__Stated goal__: Please reproduce only the lines of material between the lines holding "Is there any dormer" and "left=1016, top=125, right=1073, bottom=157", inclusive, keeping every line and adding -119 to each coordinate value in the answers.

══════════════════════════════

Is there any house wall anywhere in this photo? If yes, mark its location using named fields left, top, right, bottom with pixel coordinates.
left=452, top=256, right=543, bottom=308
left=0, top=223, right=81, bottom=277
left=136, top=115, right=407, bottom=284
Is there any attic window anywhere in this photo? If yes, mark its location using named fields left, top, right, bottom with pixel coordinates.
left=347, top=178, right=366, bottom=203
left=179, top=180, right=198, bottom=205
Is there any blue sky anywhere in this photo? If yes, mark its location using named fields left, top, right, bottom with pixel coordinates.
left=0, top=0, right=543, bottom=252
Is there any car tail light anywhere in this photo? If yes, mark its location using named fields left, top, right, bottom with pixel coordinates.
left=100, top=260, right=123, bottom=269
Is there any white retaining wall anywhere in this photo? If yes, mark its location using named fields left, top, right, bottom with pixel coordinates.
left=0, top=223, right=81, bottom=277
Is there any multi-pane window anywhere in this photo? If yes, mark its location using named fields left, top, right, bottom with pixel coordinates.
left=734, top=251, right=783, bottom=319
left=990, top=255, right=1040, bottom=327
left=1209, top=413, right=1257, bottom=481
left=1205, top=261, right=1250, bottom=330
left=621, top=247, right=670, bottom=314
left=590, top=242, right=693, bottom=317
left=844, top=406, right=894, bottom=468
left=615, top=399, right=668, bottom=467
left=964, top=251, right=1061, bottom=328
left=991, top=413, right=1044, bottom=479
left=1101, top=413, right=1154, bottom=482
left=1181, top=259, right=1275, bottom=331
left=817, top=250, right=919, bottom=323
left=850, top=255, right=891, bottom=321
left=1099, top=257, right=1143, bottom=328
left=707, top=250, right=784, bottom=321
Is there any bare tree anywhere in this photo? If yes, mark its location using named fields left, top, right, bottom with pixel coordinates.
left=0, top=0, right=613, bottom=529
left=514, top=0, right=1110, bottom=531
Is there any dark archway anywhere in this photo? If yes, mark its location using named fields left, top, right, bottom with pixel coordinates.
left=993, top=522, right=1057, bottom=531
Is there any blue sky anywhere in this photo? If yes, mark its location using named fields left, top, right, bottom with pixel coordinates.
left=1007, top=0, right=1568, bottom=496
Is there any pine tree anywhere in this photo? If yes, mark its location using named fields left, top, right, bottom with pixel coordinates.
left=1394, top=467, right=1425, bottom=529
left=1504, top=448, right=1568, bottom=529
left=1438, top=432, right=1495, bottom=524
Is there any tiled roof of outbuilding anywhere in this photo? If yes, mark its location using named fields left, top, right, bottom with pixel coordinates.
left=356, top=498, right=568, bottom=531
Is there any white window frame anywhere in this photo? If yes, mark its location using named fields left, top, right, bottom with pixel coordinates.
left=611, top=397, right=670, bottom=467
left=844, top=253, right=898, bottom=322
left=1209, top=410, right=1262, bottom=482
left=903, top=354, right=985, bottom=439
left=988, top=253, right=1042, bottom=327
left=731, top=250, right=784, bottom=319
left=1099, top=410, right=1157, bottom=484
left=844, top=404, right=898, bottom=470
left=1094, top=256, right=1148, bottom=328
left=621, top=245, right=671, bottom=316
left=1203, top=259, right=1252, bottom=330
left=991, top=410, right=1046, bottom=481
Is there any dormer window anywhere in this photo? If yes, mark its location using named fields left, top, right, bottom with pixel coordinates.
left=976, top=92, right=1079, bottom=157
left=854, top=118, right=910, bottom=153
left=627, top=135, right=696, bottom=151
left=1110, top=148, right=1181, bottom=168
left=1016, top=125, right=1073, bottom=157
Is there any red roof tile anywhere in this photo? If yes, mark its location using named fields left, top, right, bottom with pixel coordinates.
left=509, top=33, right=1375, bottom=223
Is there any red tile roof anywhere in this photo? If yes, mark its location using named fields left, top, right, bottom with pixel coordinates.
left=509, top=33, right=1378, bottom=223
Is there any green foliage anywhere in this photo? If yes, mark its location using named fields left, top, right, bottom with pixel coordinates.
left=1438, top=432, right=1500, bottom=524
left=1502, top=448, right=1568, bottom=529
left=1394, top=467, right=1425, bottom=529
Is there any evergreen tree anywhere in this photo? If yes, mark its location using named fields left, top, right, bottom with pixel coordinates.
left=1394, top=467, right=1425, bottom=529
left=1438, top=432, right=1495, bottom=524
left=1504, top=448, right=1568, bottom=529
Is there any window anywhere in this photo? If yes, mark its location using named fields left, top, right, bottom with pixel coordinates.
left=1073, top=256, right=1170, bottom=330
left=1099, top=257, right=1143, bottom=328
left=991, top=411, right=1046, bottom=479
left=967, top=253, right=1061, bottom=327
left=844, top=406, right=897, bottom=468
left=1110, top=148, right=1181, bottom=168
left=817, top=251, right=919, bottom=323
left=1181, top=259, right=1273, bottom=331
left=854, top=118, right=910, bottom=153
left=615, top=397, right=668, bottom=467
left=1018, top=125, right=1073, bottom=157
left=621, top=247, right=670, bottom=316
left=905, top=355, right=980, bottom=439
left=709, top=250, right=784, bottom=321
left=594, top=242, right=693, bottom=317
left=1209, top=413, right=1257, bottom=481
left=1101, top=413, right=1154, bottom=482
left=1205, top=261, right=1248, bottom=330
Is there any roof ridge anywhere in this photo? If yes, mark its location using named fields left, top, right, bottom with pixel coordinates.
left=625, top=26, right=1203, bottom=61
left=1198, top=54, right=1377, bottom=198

══════════════════════════════

__Result of the task__:
Is there any dormer window anywhere in this photo? If yes, mark its location using named fields left, top, right, bottom with pixel coordinates.
left=857, top=-27, right=960, bottom=38
left=735, top=-1, right=791, bottom=34
left=508, top=16, right=577, bottom=32
left=991, top=29, right=1062, bottom=49
left=897, top=6, right=954, bottom=38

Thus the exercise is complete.